THE PROBLEM> Put the data below into a numbered list, starting at its first line and ending at the line that contains "39,35,67,79", with both of those lines included. Skip blank lines and leave out the picture.

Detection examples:
● ● ● ● ● ● ●

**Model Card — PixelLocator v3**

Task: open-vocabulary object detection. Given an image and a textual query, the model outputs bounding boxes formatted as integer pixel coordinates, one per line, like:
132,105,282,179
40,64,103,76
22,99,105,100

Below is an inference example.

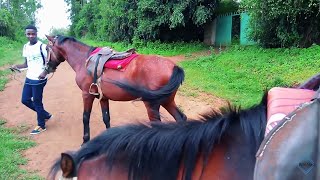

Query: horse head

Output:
39,35,67,79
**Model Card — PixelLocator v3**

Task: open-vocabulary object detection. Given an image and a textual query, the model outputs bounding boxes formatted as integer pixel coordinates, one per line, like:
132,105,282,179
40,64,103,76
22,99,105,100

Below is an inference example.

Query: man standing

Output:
12,25,52,134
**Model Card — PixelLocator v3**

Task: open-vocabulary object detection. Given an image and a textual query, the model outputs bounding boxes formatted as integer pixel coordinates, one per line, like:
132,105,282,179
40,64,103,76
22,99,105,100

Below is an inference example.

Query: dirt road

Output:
0,56,224,177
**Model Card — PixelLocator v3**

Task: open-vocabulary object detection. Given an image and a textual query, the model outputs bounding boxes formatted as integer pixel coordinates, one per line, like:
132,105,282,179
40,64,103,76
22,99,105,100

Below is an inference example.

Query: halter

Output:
45,36,61,74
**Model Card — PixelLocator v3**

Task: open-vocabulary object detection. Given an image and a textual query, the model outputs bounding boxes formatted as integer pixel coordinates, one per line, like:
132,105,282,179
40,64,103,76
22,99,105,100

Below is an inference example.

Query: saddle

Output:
254,88,320,180
86,47,135,79
265,87,315,136
85,47,135,99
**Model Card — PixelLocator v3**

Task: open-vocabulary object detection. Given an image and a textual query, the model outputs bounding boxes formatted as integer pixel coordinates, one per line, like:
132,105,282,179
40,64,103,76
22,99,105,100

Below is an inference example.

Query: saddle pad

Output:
265,87,315,136
104,54,138,71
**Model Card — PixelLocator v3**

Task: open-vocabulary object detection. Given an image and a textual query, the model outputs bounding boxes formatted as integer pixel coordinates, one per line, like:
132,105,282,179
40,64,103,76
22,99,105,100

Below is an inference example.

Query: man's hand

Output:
9,66,21,73
38,71,48,80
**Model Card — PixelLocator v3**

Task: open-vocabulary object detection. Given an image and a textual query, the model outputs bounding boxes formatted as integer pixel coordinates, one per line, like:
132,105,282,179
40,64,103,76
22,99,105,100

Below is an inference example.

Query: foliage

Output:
0,0,41,39
65,0,219,43
0,120,42,180
215,0,239,14
81,39,209,56
241,0,320,47
181,45,320,106
49,28,69,36
0,9,16,38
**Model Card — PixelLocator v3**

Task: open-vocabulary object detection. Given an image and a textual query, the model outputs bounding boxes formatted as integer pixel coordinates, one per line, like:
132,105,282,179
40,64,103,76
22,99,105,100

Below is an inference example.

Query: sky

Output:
36,0,71,38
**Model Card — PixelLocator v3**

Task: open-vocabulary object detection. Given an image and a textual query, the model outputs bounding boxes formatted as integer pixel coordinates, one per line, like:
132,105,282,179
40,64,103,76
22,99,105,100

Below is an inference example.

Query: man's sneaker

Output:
30,126,47,135
44,114,53,122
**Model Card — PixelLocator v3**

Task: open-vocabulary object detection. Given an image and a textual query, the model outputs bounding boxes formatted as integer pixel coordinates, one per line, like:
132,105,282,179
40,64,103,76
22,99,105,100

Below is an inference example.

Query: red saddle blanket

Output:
90,48,138,71
265,87,315,136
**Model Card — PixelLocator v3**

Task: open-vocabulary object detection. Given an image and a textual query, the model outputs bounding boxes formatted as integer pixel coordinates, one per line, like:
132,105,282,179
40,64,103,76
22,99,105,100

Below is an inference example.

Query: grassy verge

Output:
0,120,42,180
81,39,209,56
0,37,41,180
181,46,320,106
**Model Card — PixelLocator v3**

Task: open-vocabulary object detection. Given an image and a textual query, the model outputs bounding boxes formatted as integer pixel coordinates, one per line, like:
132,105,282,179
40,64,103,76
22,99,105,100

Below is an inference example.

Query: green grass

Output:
0,120,42,180
0,37,41,180
80,39,209,56
181,46,320,106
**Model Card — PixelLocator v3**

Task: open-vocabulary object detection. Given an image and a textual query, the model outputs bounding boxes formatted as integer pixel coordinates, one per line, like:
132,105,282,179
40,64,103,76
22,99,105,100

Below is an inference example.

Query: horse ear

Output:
45,35,54,41
60,153,75,178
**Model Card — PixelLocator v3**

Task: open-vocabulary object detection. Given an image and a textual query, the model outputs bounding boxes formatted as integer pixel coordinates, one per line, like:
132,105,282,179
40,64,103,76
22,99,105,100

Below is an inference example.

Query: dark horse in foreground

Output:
40,36,187,143
49,93,267,180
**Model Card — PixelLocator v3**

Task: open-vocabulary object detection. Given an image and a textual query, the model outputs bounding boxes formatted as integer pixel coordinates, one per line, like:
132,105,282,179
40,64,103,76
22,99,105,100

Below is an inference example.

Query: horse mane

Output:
50,93,267,179
56,35,88,46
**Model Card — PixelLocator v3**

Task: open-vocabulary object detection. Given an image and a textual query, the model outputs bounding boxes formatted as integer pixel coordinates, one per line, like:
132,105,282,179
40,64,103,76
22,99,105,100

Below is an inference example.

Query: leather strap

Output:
93,54,101,84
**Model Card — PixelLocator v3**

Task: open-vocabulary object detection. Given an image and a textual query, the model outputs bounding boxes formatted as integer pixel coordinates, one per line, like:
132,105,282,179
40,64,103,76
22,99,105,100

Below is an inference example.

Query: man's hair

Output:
25,24,38,32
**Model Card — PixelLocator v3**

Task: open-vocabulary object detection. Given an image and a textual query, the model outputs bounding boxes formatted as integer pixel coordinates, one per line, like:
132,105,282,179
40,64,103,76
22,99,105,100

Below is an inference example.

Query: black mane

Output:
51,93,267,179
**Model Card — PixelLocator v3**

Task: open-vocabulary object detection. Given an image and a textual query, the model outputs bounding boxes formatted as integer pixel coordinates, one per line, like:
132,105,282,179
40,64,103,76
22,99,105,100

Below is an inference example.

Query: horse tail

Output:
111,66,185,103
47,158,61,180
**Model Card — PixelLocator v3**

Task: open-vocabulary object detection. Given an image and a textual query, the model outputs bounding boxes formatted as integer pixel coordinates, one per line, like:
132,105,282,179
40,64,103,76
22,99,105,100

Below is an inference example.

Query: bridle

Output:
44,36,61,74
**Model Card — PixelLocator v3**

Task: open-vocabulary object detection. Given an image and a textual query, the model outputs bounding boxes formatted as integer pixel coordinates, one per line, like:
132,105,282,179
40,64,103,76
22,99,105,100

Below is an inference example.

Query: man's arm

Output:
12,58,28,69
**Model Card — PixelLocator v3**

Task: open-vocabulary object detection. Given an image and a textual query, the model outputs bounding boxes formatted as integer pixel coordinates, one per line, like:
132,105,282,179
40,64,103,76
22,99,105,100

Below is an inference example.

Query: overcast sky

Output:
36,0,71,38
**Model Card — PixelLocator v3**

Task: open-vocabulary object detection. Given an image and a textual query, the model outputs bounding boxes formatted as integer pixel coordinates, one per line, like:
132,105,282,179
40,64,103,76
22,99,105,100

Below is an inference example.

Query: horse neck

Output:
65,42,90,72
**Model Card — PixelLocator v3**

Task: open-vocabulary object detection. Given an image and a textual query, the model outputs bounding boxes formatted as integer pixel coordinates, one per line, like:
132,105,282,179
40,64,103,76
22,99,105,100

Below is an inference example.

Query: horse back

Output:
254,99,320,180
101,54,175,101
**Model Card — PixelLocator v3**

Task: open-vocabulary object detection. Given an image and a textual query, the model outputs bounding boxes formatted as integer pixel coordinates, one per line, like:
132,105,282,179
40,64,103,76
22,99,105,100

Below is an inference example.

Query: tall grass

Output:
81,39,209,56
181,46,320,106
0,120,41,180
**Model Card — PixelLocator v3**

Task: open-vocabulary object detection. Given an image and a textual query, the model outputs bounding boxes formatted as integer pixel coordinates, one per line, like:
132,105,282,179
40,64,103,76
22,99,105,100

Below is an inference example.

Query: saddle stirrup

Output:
89,83,100,96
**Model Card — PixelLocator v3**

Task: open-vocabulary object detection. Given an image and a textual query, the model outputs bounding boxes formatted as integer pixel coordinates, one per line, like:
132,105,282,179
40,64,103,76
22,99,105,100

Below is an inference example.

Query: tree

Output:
241,0,320,47
65,0,219,41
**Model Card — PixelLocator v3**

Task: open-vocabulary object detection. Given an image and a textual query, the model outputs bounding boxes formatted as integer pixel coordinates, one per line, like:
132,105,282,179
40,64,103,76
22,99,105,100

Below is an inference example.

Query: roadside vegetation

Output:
181,45,320,107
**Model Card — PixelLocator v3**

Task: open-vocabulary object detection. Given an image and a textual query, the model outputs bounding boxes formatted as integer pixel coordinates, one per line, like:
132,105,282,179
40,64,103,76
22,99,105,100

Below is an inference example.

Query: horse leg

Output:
82,94,95,144
161,98,187,122
100,98,110,129
143,101,161,121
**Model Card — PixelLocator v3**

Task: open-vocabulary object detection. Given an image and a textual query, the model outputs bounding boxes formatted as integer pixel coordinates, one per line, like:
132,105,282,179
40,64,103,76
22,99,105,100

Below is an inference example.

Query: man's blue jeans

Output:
21,78,50,129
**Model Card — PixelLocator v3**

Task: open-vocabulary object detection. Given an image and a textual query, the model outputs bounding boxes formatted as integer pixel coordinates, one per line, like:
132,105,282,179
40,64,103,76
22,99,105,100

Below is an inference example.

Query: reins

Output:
13,71,54,86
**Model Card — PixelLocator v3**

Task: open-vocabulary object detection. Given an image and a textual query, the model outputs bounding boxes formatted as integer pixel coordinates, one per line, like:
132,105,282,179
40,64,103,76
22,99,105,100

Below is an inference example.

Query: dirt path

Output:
0,53,224,177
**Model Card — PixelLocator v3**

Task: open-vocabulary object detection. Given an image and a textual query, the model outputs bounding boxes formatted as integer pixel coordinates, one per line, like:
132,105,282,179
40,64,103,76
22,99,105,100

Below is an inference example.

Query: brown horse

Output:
49,92,267,180
39,36,187,143
254,93,320,180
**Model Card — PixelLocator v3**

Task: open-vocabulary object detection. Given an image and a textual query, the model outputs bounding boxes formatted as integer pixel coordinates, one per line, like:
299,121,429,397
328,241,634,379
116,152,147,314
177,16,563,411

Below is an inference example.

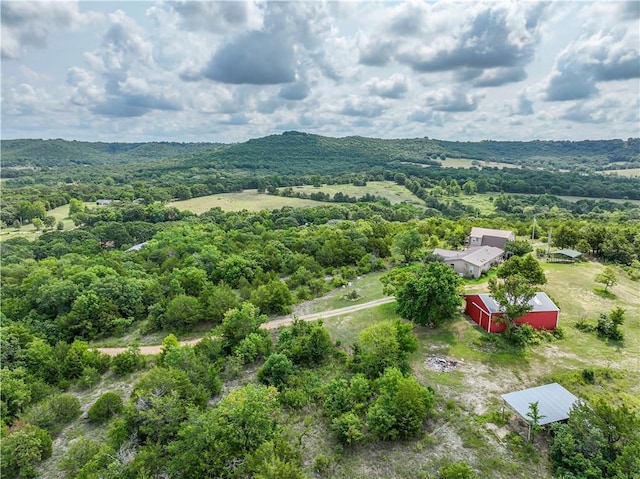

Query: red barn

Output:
465,292,560,333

● ● ● ● ● ● ●

RESULT>
1. **Model Card — PixelLocator v3**
2. Task: open-vocabulary object detection. Given an image and a textual query, the model outputs bounding boxes formatted as integer pixel coordinates, one per line, like:
3. 132,105,282,179
4. 40,64,103,76
5. 22,99,105,100
6. Below is an inference example.
7. Query: horse head
8. Output:
9. 39,35,67,79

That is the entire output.